> _PROBLEM SET_
(1) In the text on shame, what question does the first gremlin ask?
(2) Continue the text on shame from its last line.

> _GIVEN TEXT_
- - - - -

Buzz Off, Shame
Let’s talk shame. Shame is often the last thing you want to think about. Let alone read about. But here is the deal, we all avoid it. That is normal. Most of the time, I approve of this avoidance strategy. Why not all the time? Because this strategy does not help when it rushes over us like a truck in the face and a spider in your throat when we are about to do something that requires courage.
Shame has two voices, or gremlins as Brené Brown so graciously puts it:
Gremlin 1. “Who do you think you are?”
Gremlin 2. “You are not [insert attribute] enough.”
Now, just because I am a therapist does not make me immune. I will give you an example from my own personal journey. Recently, I was interviewed on the podcast by @seventreemedia about my entrepreneurship journey. Before sitting for the interview, these gremlins crept up:
Gremlin 1: Who do you think you are? … You are no entrepreneurial star.
Gremlin 2: You are not successful enough. Your business is not exciting enough to fit with the others.
You can probably relate. None of us are immune. It breeds from the messages, the people, the social culture, the haters, the naysayers, and your upbringing etc. They will never choose you because you are not enough. The shame kick to the gut.
I want you to know that you are not alone. (ironically – that last words of my podcast). We all feel shame. It is what makes us human. Those who pretend they don’t, spend their lives running from it. And I guarantee that it will catch up.
Let’s not run.
Let’s be brave.

- - - - -

> _RECORDED INFORMATION_
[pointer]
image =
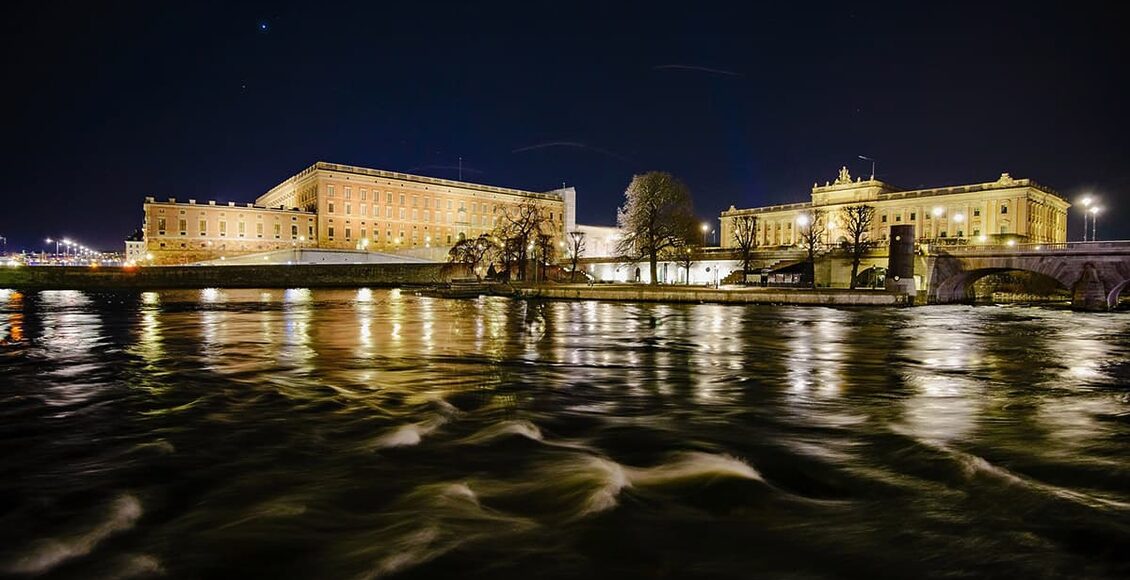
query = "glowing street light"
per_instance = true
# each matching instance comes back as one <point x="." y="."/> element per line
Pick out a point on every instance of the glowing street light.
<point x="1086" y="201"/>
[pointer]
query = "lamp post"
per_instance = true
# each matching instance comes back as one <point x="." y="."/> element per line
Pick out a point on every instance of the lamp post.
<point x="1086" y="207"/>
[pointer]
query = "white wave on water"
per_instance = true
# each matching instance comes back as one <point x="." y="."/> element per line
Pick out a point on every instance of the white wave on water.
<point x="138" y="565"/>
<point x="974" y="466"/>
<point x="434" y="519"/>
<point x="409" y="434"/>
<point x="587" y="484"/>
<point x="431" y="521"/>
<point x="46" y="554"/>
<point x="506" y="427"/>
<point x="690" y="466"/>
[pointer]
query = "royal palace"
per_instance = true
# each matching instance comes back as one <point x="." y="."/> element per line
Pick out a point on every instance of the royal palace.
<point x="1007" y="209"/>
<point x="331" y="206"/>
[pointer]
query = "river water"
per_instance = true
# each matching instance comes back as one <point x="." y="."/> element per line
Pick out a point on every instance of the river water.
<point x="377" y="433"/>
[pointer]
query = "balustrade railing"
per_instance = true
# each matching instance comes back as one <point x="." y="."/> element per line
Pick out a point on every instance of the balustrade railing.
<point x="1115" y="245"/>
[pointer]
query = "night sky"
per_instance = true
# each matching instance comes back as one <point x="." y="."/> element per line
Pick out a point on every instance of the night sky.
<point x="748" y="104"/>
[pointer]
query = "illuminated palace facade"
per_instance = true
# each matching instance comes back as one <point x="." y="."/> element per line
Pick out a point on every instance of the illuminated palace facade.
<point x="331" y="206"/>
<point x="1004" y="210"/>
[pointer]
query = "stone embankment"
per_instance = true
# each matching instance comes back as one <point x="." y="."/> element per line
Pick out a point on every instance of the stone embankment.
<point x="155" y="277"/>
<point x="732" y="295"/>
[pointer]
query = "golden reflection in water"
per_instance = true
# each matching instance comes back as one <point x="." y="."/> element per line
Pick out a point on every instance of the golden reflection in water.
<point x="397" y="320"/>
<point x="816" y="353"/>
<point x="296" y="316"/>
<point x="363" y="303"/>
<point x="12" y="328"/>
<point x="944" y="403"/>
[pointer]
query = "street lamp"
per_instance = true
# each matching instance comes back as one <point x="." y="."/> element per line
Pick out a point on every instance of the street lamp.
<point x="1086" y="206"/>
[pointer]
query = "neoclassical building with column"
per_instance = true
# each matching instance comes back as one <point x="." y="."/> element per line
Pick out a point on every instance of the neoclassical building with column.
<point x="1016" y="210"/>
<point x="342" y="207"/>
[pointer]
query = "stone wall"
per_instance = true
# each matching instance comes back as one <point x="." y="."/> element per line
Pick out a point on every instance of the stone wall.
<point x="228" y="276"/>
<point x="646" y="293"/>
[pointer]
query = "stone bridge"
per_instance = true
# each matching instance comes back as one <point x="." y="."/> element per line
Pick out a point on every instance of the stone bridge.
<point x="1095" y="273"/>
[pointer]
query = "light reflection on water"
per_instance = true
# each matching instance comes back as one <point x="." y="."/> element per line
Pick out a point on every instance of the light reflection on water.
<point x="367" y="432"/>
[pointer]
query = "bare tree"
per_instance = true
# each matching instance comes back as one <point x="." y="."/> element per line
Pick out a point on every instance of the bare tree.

- - - - -

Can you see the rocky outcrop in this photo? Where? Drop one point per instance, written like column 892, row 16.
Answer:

- - - - -

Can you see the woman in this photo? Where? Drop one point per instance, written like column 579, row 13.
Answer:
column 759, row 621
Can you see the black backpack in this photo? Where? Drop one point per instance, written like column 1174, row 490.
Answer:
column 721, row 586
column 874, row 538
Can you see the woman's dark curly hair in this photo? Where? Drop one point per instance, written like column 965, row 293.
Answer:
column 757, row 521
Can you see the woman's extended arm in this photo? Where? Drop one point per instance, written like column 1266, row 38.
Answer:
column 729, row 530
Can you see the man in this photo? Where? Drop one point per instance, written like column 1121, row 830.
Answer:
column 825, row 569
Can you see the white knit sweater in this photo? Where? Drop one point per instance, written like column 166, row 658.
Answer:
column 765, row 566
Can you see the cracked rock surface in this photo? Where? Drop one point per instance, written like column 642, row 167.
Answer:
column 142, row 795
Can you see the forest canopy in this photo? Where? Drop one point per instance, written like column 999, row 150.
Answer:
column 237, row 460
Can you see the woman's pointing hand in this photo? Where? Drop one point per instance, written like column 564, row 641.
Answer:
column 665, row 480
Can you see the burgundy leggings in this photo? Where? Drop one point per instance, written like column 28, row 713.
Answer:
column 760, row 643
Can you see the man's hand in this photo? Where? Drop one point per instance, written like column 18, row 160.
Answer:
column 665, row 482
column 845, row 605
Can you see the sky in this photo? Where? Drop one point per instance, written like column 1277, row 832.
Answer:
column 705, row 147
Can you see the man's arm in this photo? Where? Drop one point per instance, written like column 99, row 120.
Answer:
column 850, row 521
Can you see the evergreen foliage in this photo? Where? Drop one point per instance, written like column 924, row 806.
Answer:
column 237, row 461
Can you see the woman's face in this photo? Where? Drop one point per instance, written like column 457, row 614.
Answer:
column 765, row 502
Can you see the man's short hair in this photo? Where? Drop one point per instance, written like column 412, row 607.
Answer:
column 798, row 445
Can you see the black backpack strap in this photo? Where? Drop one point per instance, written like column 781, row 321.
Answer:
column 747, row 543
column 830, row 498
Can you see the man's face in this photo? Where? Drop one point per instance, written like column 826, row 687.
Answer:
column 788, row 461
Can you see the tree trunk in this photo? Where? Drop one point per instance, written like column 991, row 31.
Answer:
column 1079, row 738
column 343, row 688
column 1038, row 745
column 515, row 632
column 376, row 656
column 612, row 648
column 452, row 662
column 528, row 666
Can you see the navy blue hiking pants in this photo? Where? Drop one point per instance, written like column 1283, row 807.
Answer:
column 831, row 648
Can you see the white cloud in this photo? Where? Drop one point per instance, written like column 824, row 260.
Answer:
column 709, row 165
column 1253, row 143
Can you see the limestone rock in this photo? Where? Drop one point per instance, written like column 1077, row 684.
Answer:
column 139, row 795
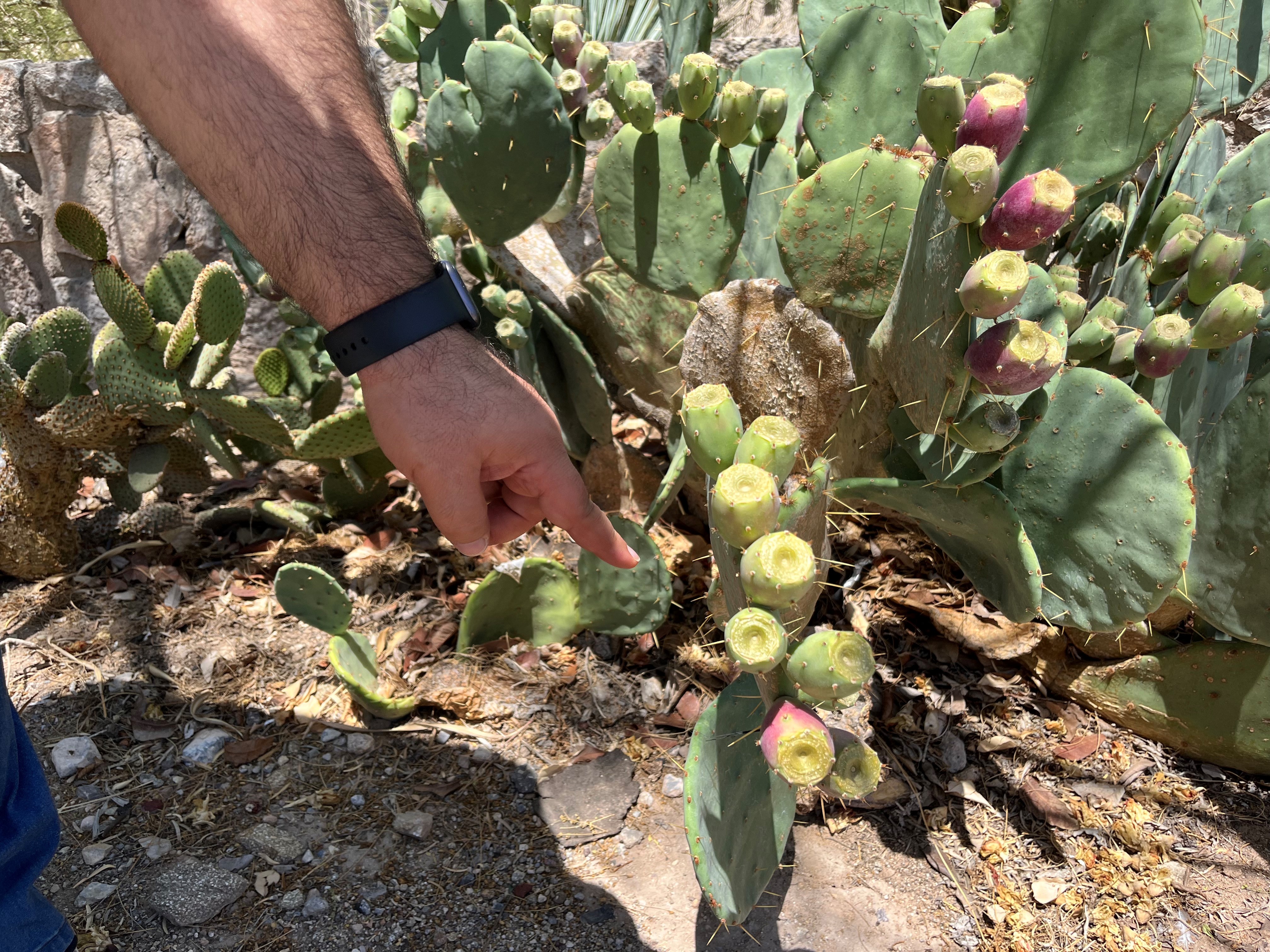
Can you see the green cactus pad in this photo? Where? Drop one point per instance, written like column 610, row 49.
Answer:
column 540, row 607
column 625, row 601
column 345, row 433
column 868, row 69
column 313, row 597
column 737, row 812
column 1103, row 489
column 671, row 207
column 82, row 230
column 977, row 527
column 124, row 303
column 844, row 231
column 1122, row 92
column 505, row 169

- - - - -

> _TASK ANSWERS_
(1) "Who do you think you are?"

(2)
Let’s learn a formula.
1. Expect them (i.e. the gremlins) – ah, there you are, I knew you would show up (like clockwork)
2. Talk it – reach out to someone you trust in your corner or a professional and talk about it. Shame shrinks with empathy. I know I mentioned this in most of my blogs, but it can be incredibly tough and necessary.
3. Permission Slips – Give yourself permission to be imperfect. Write it on a sticky note.
4. Own it – we all have it.
5. As used by Kevin Hart, American stand-up comedian, actor, and producer (happens to be a favorite comedian of mine), listen to your Fuck ‘Em Dress song. This is your march song, the one that is a reminder that YOU ARE THE SHIT.
6. Write, draw, sing about it. Then talk about it more.
There is no perfect way of doing any of these and it does not have to be in that order. You get it right if you try. Unfortunately, it will not make shame go away, but it can make it smaller. More importantly, it is a way for you to own your story and build shame resilience. I know you will rock it.